> _PROBLEM DESCRIPTION_
Look through the lines below and copy each one that includes "country".

(Dataset entries)
▬▬▬▬▬▬
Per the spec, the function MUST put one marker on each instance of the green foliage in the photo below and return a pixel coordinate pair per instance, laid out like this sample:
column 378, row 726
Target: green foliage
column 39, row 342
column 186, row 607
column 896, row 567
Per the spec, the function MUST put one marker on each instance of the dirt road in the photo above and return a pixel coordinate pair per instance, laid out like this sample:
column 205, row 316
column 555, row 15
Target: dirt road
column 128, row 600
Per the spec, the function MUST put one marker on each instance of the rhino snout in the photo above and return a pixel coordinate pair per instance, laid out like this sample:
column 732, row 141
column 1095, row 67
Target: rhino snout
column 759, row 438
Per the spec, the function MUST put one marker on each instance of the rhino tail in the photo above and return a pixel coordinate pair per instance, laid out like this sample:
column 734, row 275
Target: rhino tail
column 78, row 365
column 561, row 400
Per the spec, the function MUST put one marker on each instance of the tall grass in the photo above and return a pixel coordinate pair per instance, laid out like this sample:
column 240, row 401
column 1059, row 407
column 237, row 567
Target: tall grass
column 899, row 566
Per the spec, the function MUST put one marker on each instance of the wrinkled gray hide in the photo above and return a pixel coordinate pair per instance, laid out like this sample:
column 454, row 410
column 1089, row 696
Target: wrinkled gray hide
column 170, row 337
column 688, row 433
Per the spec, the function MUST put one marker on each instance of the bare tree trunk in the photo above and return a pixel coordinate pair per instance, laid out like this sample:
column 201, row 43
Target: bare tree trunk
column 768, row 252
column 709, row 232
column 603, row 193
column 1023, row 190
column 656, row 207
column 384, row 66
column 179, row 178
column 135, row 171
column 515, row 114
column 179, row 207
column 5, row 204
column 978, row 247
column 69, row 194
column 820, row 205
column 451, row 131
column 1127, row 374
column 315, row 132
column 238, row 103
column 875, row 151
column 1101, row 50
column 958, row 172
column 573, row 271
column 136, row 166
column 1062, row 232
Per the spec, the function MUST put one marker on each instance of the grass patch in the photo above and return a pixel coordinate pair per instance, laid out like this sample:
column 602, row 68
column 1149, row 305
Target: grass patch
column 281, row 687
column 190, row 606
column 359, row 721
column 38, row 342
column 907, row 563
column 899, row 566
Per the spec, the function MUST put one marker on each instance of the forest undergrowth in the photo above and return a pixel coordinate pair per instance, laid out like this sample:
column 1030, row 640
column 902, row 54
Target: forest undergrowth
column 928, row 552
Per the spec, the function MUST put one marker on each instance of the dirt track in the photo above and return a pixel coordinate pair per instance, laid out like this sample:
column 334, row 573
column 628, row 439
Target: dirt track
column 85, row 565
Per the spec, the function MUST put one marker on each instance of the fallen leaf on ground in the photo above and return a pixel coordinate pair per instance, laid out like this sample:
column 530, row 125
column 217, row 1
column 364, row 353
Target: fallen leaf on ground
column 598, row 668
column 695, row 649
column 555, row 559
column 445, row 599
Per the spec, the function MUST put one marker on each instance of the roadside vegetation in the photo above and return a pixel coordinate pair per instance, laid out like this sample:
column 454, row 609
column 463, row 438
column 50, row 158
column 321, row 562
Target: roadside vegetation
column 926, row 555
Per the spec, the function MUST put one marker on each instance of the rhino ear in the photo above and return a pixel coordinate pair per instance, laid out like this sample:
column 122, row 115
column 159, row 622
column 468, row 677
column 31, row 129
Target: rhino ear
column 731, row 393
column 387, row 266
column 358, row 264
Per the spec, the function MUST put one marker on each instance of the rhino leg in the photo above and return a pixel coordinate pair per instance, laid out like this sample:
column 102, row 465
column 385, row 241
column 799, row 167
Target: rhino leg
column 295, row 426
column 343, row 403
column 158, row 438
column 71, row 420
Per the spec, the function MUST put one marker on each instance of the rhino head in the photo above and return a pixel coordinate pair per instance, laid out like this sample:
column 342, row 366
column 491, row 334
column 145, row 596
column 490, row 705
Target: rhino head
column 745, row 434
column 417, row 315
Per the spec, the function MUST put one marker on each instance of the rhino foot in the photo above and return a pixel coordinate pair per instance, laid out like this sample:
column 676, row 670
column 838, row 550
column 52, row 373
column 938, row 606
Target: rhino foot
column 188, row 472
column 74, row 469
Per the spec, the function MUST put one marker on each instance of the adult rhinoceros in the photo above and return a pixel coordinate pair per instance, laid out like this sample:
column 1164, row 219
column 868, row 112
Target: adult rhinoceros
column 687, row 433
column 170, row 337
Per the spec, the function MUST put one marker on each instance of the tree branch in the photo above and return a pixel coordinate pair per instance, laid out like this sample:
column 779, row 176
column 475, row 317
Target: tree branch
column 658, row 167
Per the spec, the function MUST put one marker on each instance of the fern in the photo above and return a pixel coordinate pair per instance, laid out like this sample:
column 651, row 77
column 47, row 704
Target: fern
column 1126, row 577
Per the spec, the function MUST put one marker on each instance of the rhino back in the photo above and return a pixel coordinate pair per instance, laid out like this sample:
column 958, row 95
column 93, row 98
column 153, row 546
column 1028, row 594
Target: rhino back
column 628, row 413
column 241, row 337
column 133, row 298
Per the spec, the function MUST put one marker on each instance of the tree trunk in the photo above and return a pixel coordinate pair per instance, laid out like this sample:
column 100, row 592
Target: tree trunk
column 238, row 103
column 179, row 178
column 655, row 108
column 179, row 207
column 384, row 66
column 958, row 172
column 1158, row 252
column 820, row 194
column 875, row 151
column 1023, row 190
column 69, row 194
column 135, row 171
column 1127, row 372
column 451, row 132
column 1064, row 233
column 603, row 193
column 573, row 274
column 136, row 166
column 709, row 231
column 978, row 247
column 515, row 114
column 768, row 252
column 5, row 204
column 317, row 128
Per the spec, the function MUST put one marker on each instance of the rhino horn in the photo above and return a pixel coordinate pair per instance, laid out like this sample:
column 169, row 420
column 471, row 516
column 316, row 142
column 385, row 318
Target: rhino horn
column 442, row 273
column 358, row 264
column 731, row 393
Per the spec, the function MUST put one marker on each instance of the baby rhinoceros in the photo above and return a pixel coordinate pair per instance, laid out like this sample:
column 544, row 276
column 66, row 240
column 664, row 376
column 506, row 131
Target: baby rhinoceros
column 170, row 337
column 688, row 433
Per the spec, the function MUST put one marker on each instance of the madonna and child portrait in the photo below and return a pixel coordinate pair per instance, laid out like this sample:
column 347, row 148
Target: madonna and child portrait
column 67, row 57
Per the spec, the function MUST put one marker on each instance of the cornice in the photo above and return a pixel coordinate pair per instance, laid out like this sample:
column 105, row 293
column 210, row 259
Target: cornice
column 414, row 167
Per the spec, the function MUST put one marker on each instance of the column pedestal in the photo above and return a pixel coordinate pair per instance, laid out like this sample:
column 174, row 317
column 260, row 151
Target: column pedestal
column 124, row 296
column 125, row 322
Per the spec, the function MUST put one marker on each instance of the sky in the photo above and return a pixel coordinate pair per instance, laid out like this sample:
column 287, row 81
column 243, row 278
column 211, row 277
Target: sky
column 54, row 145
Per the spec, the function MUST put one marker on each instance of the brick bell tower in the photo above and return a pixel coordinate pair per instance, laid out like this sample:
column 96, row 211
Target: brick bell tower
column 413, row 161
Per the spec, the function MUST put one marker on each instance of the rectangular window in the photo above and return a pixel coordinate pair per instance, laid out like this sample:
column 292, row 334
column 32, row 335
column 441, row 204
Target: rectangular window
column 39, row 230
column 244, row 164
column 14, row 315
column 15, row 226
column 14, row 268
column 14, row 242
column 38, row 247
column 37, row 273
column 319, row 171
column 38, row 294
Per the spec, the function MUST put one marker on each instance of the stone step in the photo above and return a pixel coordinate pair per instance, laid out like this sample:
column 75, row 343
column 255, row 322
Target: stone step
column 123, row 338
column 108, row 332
▬▬▬▬▬▬
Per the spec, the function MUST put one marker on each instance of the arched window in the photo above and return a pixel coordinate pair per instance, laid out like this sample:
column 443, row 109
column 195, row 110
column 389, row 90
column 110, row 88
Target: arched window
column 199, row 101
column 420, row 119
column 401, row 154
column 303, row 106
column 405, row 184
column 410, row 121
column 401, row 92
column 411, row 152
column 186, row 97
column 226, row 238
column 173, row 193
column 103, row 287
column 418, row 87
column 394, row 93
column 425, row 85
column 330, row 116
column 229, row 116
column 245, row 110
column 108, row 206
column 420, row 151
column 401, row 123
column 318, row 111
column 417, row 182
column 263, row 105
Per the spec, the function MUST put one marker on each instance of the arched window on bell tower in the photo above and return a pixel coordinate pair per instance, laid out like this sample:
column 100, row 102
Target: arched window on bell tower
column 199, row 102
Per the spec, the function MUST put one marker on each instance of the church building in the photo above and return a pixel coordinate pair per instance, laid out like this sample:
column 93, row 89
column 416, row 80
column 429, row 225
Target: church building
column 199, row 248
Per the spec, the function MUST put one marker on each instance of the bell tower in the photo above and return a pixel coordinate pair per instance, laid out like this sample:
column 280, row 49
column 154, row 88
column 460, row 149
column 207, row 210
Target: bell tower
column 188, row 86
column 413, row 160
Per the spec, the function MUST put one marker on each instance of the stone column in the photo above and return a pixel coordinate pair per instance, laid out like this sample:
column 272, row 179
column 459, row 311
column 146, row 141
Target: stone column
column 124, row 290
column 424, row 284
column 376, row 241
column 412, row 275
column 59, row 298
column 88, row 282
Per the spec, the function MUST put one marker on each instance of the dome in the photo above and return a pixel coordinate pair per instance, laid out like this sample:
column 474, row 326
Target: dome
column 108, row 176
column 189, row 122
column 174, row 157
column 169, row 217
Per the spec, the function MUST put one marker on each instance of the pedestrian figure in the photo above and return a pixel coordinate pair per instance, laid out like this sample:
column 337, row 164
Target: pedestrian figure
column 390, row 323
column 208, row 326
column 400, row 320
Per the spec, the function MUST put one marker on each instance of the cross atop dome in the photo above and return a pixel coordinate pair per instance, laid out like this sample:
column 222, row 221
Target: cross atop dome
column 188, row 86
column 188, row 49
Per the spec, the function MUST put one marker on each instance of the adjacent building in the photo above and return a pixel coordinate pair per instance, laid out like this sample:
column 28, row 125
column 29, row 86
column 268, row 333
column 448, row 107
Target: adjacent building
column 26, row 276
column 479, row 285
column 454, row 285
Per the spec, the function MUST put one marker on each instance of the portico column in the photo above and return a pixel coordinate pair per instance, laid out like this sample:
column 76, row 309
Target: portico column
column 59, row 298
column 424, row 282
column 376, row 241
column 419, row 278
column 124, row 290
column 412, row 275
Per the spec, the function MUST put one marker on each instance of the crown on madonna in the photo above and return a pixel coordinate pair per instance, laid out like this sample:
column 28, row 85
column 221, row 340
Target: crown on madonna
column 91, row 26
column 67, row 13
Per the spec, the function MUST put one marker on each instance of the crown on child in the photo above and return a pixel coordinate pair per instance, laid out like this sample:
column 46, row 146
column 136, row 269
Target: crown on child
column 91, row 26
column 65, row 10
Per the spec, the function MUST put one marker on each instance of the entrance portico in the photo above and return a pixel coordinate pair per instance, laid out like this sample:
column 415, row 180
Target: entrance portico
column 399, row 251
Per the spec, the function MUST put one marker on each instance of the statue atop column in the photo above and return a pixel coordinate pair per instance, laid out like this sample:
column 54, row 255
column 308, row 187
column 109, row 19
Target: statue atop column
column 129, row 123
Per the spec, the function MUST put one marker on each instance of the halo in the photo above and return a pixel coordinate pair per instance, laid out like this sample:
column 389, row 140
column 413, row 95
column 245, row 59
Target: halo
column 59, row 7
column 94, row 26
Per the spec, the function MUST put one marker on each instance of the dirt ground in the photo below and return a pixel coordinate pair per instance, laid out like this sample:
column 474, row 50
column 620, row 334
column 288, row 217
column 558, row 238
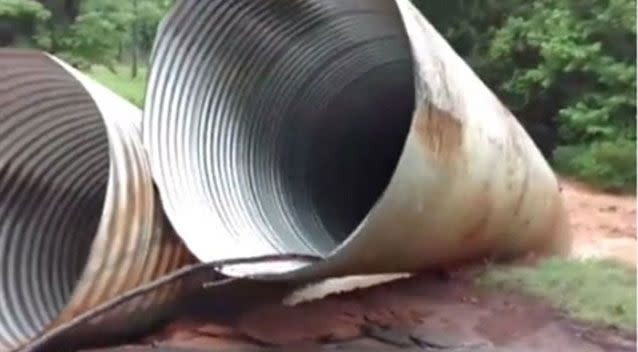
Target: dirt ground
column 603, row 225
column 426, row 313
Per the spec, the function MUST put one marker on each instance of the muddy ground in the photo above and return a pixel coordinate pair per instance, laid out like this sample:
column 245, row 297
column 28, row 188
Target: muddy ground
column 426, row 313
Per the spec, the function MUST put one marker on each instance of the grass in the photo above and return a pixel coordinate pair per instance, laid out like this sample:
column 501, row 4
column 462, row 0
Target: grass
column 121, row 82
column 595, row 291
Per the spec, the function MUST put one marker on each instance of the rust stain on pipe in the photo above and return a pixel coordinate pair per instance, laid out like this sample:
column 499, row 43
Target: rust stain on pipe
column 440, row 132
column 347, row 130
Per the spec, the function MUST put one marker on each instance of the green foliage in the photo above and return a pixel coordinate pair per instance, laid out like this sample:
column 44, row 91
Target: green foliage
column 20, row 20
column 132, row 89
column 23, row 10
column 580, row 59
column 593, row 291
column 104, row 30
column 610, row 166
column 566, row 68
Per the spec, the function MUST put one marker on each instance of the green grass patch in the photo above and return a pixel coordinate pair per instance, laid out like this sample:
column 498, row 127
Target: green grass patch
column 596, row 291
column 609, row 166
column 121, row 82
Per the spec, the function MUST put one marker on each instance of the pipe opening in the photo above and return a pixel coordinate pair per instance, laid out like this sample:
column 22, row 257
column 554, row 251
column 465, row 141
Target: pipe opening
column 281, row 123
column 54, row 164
▬▬▬▬▬▬
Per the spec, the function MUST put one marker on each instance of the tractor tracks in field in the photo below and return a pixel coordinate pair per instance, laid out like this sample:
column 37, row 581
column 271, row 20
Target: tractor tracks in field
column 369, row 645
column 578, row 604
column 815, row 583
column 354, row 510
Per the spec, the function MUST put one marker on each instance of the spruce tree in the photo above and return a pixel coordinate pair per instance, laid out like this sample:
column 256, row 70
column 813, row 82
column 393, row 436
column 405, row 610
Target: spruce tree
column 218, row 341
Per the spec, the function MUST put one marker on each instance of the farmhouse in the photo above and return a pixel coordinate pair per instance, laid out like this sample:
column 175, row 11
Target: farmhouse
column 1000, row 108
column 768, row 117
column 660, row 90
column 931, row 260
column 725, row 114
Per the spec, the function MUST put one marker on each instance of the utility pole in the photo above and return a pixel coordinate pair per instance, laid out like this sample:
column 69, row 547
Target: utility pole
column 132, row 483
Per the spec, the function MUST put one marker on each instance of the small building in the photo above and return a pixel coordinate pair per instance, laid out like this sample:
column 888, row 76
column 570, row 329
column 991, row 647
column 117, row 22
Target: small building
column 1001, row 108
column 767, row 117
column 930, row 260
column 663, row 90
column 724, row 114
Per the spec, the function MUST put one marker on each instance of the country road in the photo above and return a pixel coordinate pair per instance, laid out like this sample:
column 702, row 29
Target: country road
▬▬▬▬▬▬
> _EXPECTED ANSWER_
Per the spec, the function MUST put one marker on each instance of the country road in the photo above and return a pixel coordinate pair per instance, laid out like this sample:
Target: country road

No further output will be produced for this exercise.